Texto de origem -
____________________
Marginália Metropolitana DJ GB com livro Marginalia Metropolitana. Foto: Gabriela Felin/Divulgação

Marginália Metropolitana: a revolução eletrônica que nasceu nas ruas de Porto Alegre

Jota Wagner
Por Jota Wagner

Jota Wagner conversa com Gabriel Bernardo, o DJ GB — um dos organizadores e autores do livro/coletânea/festa Marginália Metropolitana

“O que me pegou e pega muita gente é o primeiro impacto. Um universo novo de sensações, um som que eu não entendo, esse estilo de condução narrativo-musical que prescinde da produção do sentido na forma mais tradicional: uma música sem letra, sem refrão, essa coisa da galera dançando sem uma coreografia”, conta Gabriel Bernardo, o DJ GB, um dos criadores da festa Arruaça e parte da turma de artistas de Porto Alegre que está lançando neste sábado (03) o livro/coletânea musical/festa Marginália Metropolitana, uma iniciativa apoiada pelo Estado do Rio Grande do Sul unindo artistas que se envolveram no movimento das festas de rua da cidade por volta de 2015.

O projeto consiste em uma coletânea (ouça acima) com 14 produções de sete artistas que mariposam pelo núcleo de Porto Alegre, um livro escrito por seis autores (Gabriel Bernardo, Eduarda Heineck Fernandes, Mariana Gonçalves da Silva, Leo Felipe, Bruno Barros e Tom Nunes) com pensatas sobre o movimento que, segundo Bernardo, reconectou o público alternativo à música eletrônica na metrópole gaúcha, e uma festa (porque ninguém é de ferro), na rua e gratuita, feita pelo Coletivo Plano, para promover a celebração de tudo isso, na tarde deste sábado, na Praça Revolução Farroupilha, em frente ao Mercado Público, no Centro da capital gaúcha.
____________________
Dados fornecidos -

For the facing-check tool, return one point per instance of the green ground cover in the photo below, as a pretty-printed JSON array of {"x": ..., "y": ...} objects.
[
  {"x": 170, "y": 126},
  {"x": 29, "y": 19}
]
____________________
Questões e tarefas -
1: Responda com base no texto de origem:
(a) Quantas produções reúne a coletânea e de quantos artistas elas são?
(b) Em que praça acontece a festa de lançamento?
(c) Qual festa Gabriel Bernardo ajudou a criar?
2: Escreva as linhas dos dados fornecidos como uma lista JSON de strings, uma string para cada linha, sem as linhas em branco.

Respostas esperadas -
1:
(a) 14 produções de sete artistas.
(b) Na Praça Revolução Farroupilha, em frente ao Mercado Público, no Centro de Porto Alegre.
(c) A festa Arruaça.

2:
[
  "For the facing-check tool, return one point per instance of the green ground cover in the photo below, as a pretty-printed JSON array of {\"x\": ..., \"y\": ...} objects.",
  "[",
  "  {\"x\": 170, \"y\": 126},",
  "  {\"x\": 29, \"y\": 19}",
  "]"
]